== Problem to work on ==
Please work out how many lines of the listing below contain the string "instance", treating uppercase and lowercase as different, and give only that number.

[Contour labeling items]
◇ ◇ ◇ ◇ ◇ ◇ ◇

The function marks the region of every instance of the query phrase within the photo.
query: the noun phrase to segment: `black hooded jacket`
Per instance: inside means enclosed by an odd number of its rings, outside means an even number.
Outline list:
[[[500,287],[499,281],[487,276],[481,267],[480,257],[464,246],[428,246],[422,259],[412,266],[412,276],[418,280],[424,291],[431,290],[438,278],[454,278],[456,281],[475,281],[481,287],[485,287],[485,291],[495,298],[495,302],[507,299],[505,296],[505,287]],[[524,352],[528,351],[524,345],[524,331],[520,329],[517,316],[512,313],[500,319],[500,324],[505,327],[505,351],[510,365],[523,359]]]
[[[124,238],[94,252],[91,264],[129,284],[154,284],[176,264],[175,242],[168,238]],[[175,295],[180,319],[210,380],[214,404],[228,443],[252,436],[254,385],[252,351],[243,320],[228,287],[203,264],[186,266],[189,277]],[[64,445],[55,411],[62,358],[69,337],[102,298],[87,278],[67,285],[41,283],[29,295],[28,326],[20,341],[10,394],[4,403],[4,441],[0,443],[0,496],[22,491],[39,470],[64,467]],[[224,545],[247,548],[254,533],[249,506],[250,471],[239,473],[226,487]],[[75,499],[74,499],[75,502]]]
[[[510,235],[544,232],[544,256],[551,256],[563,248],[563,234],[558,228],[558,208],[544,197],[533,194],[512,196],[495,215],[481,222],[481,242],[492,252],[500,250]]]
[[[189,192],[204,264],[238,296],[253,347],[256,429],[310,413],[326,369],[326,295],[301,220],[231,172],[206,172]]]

◇ ◇ ◇ ◇ ◇ ◇ ◇

== Worked answer ==
2